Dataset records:
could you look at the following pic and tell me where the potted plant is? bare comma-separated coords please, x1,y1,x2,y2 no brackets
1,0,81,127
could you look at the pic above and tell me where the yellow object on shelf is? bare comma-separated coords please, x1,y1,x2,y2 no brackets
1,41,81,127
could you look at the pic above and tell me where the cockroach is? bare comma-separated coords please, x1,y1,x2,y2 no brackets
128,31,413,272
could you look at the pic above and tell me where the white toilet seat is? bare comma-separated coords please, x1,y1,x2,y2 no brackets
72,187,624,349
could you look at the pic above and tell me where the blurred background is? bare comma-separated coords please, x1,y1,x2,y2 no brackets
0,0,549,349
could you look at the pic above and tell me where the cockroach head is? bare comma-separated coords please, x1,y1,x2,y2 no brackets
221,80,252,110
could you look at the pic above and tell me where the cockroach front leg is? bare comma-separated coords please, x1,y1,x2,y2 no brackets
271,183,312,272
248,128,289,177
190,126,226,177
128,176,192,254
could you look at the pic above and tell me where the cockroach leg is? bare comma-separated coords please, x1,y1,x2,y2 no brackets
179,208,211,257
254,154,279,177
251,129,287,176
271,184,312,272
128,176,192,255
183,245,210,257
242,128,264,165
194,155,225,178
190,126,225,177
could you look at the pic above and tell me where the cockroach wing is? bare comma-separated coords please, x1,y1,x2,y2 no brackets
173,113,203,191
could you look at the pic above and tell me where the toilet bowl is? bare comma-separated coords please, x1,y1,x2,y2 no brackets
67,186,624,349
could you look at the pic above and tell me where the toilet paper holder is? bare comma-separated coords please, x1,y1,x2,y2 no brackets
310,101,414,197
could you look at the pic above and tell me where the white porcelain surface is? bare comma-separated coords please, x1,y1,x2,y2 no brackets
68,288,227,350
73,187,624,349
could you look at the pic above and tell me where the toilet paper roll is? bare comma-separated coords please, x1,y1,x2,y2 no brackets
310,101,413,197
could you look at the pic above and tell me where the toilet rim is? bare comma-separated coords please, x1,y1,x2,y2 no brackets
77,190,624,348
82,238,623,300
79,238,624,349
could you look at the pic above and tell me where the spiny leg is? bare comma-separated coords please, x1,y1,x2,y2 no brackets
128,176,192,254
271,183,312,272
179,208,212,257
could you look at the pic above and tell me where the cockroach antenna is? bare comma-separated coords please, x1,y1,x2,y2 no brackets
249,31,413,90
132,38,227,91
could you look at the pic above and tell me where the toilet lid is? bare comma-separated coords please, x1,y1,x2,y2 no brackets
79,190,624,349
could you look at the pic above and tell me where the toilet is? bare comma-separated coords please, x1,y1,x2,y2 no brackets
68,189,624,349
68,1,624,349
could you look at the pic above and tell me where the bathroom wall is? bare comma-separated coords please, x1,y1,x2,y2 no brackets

### About this task:
All of the data above should be output exactly.

### Response area:
could you look at the following pic and tell me where the potted plant is? bare comma-separated coords please, x1,y1,x2,y2 no brackets
1,0,81,127
could you look at the pic above and tell me where the yellow object on shelf is? bare comma-separated coords please, x1,y1,x2,y2 no brackets
1,41,81,127
could you look at the pic above and tell me where the cockroach is? bare comma-separated coords please, x1,y1,x2,y2 no brackets
128,31,413,272
could you look at the pic above and tell me where the white toilet seat is? bare comma-separated coords please, x1,y1,x2,y2 no brackets
72,187,624,349
could you look at the pic above and tell me where the blurred background is? bare comma-separated coords please, x1,y1,x2,y2 no brackets
0,0,549,349
could you look at the pic above and tell me where the cockroach head is? bare comma-separated coords please, x1,y1,x2,y2 no brackets
221,80,252,110
could you look at the pic above and tell me where the cockroach front leg is? bare comma-separated coords please, x1,y1,x2,y2 no brackets
271,183,312,272
248,128,289,177
190,126,226,177
128,176,192,254
could you look at the pic above and tell me where the cockroach leg is? bare comma-separated coords please, x1,y1,x2,y2 no brackets
179,208,211,257
254,154,279,177
251,129,287,176
271,184,312,272
128,176,192,255
183,245,210,257
242,128,264,165
194,155,225,178
190,126,225,177
could you look at the pic above and tell me where the cockroach wing is? bare comma-separated coords please, x1,y1,x2,y2 no brackets
173,113,203,191
could you look at the pic above and tell me where the toilet bowl is? bare comma-separated coords please, x1,y1,x2,y2 no brackets
67,186,624,349
could you look at the pic above and tell me where the toilet paper holder is? bare comma-separated coords please, x1,y1,x2,y2 no brackets
310,101,414,197
could you look at the pic above and tell me where the white porcelain surface is? bare comma-separated coords please, x1,y1,x2,y2 no brackets
68,288,227,350
73,187,624,349
could you look at the pic above and tell me where the toilet paper roll is? bare comma-separated coords please, x1,y1,x2,y2 no brackets
310,101,413,197
could you look at the pic above and tell me where the toilet rim is? bare comma-separated coords please, x1,y1,x2,y2 no brackets
77,190,624,348
82,238,623,300
79,238,624,349
could you look at the pic above and tell me where the spiny leg is? bare comma-separated coords please, x1,y1,x2,y2 no brackets
128,176,192,254
271,183,312,272
179,208,212,257
could you look at the pic above and tell me where the cockroach antenna is? bare comma-separated coords please, x1,y1,x2,y2 no brackets
249,31,413,90
132,38,227,91
could you look at the pic above and tell me where the toilet lid is? bare comma-separated coords please, x1,y1,x2,y2 no brackets
79,190,624,349
could you look at the pic above and tell me where the toilet is? bare comma-separated coords please, x1,y1,x2,y2 no brackets
68,189,624,349
68,1,624,349
could you look at the pic above and tell me where the bathroom wall is? bare comma-separated coords please, x1,y1,x2,y2 no brackets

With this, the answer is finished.